Objective: Count the lines in the entries below that contain the string "each", treating uppercase and lowercase as different, and give only the number.

Excerpts from annotation entries:
• • • • •

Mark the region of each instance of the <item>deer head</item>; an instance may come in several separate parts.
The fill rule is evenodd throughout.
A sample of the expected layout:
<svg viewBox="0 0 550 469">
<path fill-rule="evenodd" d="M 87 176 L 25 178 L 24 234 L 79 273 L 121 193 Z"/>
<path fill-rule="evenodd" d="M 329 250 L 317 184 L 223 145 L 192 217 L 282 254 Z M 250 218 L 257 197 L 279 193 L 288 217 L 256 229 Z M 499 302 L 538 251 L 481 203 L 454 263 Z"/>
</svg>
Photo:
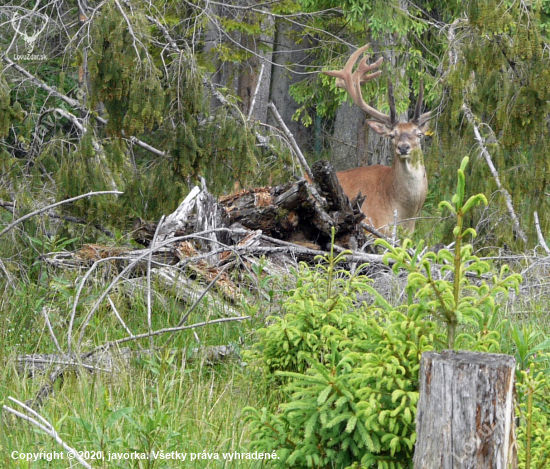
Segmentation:
<svg viewBox="0 0 550 469">
<path fill-rule="evenodd" d="M 372 120 L 367 124 L 379 135 L 383 135 L 393 140 L 395 156 L 399 158 L 410 158 L 414 149 L 420 148 L 420 140 L 428 129 L 428 121 L 431 113 L 422 111 L 422 100 L 424 97 L 424 85 L 420 82 L 418 92 L 418 101 L 414 111 L 414 116 L 409 122 L 399 122 L 395 112 L 395 99 L 393 96 L 393 85 L 388 80 L 388 101 L 390 113 L 384 114 L 369 106 L 363 99 L 361 85 L 373 78 L 378 77 L 382 72 L 380 70 L 374 73 L 368 73 L 374 70 L 383 62 L 383 58 L 378 59 L 373 64 L 368 64 L 368 56 L 360 60 L 357 69 L 352 72 L 353 66 L 358 58 L 369 48 L 369 45 L 357 49 L 349 58 L 342 70 L 332 70 L 323 72 L 325 75 L 336 77 L 336 86 L 345 89 L 353 99 L 353 102 L 365 111 Z"/>
<path fill-rule="evenodd" d="M 348 169 L 336 173 L 336 176 L 350 199 L 359 193 L 366 196 L 361 211 L 370 225 L 385 234 L 389 233 L 389 227 L 395 223 L 412 231 L 414 218 L 422 209 L 428 191 L 420 140 L 428 128 L 431 114 L 421 112 L 424 95 L 422 82 L 414 116 L 408 122 L 399 122 L 391 81 L 388 81 L 389 114 L 377 111 L 365 102 L 361 85 L 382 73 L 379 70 L 372 72 L 380 66 L 382 59 L 368 64 L 368 57 L 361 59 L 353 71 L 359 57 L 368 47 L 366 45 L 357 49 L 342 70 L 323 73 L 336 77 L 336 86 L 344 88 L 353 102 L 372 118 L 367 123 L 376 133 L 393 140 L 393 164 L 391 167 L 375 165 Z"/>
<path fill-rule="evenodd" d="M 19 18 L 19 13 L 15 13 L 15 15 L 13 15 L 13 18 L 11 20 L 11 25 L 17 34 L 23 36 L 23 40 L 25 41 L 25 48 L 27 49 L 27 52 L 29 54 L 32 54 L 36 39 L 38 39 L 38 36 L 42 31 L 44 31 L 44 29 L 46 28 L 46 25 L 48 24 L 49 18 L 47 16 L 45 16 L 44 18 L 45 18 L 45 21 L 42 28 L 39 30 L 35 29 L 32 35 L 29 36 L 26 30 L 25 31 L 19 30 L 19 26 L 21 26 L 21 19 Z M 16 21 L 17 21 L 17 25 L 16 25 Z"/>
</svg>

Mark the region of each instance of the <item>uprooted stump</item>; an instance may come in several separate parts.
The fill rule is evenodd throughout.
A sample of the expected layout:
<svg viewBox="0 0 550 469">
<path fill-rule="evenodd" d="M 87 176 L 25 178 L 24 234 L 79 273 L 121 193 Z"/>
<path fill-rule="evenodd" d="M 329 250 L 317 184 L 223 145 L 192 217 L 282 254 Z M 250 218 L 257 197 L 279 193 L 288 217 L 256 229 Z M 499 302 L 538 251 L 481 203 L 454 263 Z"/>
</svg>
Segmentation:
<svg viewBox="0 0 550 469">
<path fill-rule="evenodd" d="M 415 469 L 515 468 L 513 357 L 426 352 Z"/>
<path fill-rule="evenodd" d="M 261 230 L 266 236 L 307 248 L 326 249 L 334 229 L 336 244 L 352 249 L 363 245 L 366 236 L 360 223 L 365 216 L 360 206 L 364 198 L 349 201 L 330 163 L 319 161 L 312 171 L 319 191 L 301 179 L 275 187 L 241 190 L 216 201 L 206 195 L 204 188 L 202 192 L 196 188 L 197 192 L 192 191 L 166 219 L 159 239 L 167 231 L 181 236 L 207 228 L 239 227 Z M 207 198 L 208 203 L 196 200 L 201 197 Z M 138 220 L 133 238 L 149 245 L 156 228 L 154 223 Z"/>
</svg>

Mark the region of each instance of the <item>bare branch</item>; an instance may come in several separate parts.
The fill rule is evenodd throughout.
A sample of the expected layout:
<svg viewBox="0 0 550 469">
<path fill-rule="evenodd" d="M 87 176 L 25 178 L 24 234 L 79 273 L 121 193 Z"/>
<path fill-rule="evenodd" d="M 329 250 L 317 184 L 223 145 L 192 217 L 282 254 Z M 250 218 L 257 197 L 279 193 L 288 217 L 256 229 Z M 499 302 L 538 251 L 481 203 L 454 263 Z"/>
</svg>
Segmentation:
<svg viewBox="0 0 550 469">
<path fill-rule="evenodd" d="M 39 213 L 47 212 L 48 210 L 58 207 L 59 205 L 68 204 L 70 202 L 74 202 L 75 200 L 84 199 L 86 197 L 91 197 L 93 195 L 104 195 L 104 194 L 124 194 L 124 192 L 120 191 L 99 191 L 99 192 L 88 192 L 87 194 L 83 195 L 77 195 L 76 197 L 72 197 L 70 199 L 62 200 L 61 202 L 56 202 L 55 204 L 48 205 L 46 207 L 40 208 L 38 210 L 35 210 L 34 212 L 28 213 L 27 215 L 18 218 L 14 222 L 10 223 L 6 228 L 4 228 L 2 231 L 0 231 L 0 238 L 6 234 L 8 231 L 10 231 L 14 226 L 19 225 L 19 223 L 24 222 L 25 220 L 28 220 L 29 218 L 34 217 L 35 215 L 38 215 Z"/>
<path fill-rule="evenodd" d="M 464 111 L 464 114 L 466 115 L 466 119 L 468 119 L 468 122 L 474 129 L 474 135 L 477 140 L 477 143 L 479 144 L 481 154 L 485 158 L 485 161 L 487 162 L 487 166 L 489 166 L 489 170 L 491 171 L 491 174 L 493 175 L 493 178 L 495 179 L 495 182 L 497 184 L 497 187 L 504 195 L 504 200 L 506 202 L 506 207 L 508 208 L 508 213 L 510 215 L 510 218 L 512 219 L 512 225 L 514 226 L 514 233 L 519 236 L 519 238 L 524 242 L 527 243 L 527 236 L 525 235 L 525 232 L 521 228 L 519 224 L 518 217 L 516 216 L 516 212 L 514 211 L 514 206 L 512 204 L 512 197 L 510 197 L 510 193 L 504 188 L 502 183 L 500 182 L 500 177 L 498 175 L 498 171 L 495 168 L 495 165 L 493 164 L 493 160 L 491 159 L 491 155 L 489 154 L 489 151 L 487 150 L 487 147 L 485 146 L 485 140 L 481 136 L 481 133 L 479 132 L 479 127 L 476 124 L 476 120 L 474 118 L 474 114 L 470 110 L 470 108 L 466 105 L 466 103 L 462 104 L 462 110 Z"/>
</svg>

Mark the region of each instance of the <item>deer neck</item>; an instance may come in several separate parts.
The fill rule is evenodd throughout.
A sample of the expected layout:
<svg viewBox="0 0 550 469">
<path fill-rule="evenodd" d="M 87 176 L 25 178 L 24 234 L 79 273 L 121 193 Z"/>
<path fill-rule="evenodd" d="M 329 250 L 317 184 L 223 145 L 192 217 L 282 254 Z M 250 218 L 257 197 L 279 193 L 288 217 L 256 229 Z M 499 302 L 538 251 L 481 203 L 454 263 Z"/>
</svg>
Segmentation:
<svg viewBox="0 0 550 469">
<path fill-rule="evenodd" d="M 403 218 L 413 217 L 422 208 L 428 188 L 422 150 L 412 150 L 409 158 L 395 155 L 392 169 L 393 198 L 406 212 Z"/>
</svg>

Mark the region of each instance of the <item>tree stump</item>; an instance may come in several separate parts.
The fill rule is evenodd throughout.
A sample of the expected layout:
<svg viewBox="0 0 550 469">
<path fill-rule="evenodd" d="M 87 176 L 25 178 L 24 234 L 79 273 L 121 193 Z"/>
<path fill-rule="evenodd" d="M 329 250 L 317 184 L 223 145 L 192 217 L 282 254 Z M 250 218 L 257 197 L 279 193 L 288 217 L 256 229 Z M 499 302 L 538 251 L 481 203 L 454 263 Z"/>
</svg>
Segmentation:
<svg viewBox="0 0 550 469">
<path fill-rule="evenodd" d="M 500 354 L 422 355 L 415 469 L 517 467 L 515 365 Z"/>
</svg>

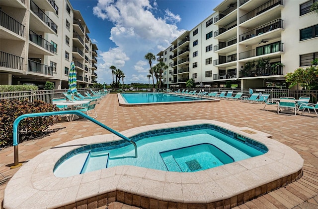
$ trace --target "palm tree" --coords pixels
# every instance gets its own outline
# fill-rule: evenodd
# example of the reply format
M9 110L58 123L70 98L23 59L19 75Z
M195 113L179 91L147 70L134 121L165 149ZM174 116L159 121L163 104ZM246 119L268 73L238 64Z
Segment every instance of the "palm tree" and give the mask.
M114 83L114 74L116 72L116 67L114 65L112 65L109 67L109 69L111 70L111 73L113 74L113 83Z
M156 60L156 56L151 52L148 52L145 55L145 59L148 60L149 65L150 65L150 74L153 75L153 88L155 88L155 83L154 82L154 71L153 71L153 68L152 67L151 64L152 63L152 60Z
M151 77L151 75L147 75L147 78L148 78L148 88L150 88L150 78Z

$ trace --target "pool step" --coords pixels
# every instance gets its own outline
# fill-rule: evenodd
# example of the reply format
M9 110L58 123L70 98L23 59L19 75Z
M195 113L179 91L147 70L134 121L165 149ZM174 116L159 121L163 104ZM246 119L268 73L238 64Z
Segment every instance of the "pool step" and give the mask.
M80 173L106 168L109 157L109 153L108 153L89 152L81 168Z

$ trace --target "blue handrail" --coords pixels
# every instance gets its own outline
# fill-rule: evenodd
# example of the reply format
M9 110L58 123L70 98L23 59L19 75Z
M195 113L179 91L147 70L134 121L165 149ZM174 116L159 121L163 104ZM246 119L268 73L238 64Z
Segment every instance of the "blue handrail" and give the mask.
M132 141L130 139L125 137L125 136L121 134L120 133L117 132L114 129L107 126L105 124L101 123L100 122L93 119L93 118L89 116L88 115L84 114L83 113L78 111L78 110L68 110L68 111L59 111L57 112L39 112L36 113L29 113L29 114L24 114L22 115L19 116L15 120L14 120L14 122L13 122L13 146L14 148L16 146L17 146L18 145L18 126L19 125L19 123L21 121L21 120L23 119L24 119L27 117L40 117L43 116L51 116L51 115L64 115L67 114L76 114L78 115L80 115L83 117L84 117L94 123L98 125L99 126L101 126L104 129L106 129L108 131L109 131L113 134L119 136L125 140L126 140L133 145L135 147L135 157L137 157L137 147L135 143L135 142ZM17 152L17 147L16 149L16 152ZM14 165L17 165L19 163L18 160L18 153L15 153L16 149L14 149Z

• • • • •

Solved exercise: 5